▶ _Written exercise 1_
In the review response, what do the authors say the visualizations should especially illustrate?
▶ _Written exercise 2_
List every addition the authors of the review response promise for the revised version, counting each topic they say the expanded discussion will cover separately.

══ Text passage ══

A: Thank you for pointing this out. We will ensure that the final version includes a more detailed discussion on differential privacy, particularly covering composition theorems and cumulative privacy loss (please refer to our high-level overview and answers regarding loss accumulation above).

Including figures and diagrams would be helpful for explaining the techniques.

A: We appreciate the suggestion. We agree that visualizations—especially for illustrating how the sparse argmax mechanism is applied in our ANN algorithm—would enhance clarity and intuitively explain why our algorithm is both correct and efficient. We will include appropriate figures and diagrams to better illustrate the framework in the revision.

═══
══ Stored rows ══

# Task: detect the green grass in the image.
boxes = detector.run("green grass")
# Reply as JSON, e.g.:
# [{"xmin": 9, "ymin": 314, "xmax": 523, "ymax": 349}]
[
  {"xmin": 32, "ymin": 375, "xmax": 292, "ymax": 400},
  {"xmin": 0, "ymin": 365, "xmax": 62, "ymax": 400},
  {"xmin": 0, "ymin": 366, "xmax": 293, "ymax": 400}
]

═══

▶ _Exercise answer 1_
How the sparse argmax mechanism is applied in their ANN algorithm.

▶ _Exercise answer 2_
- A more detailed discussion of differential privacy
- Coverage of composition theorems
- Coverage of cumulative privacy loss
- Figures and diagrams illustrating the framework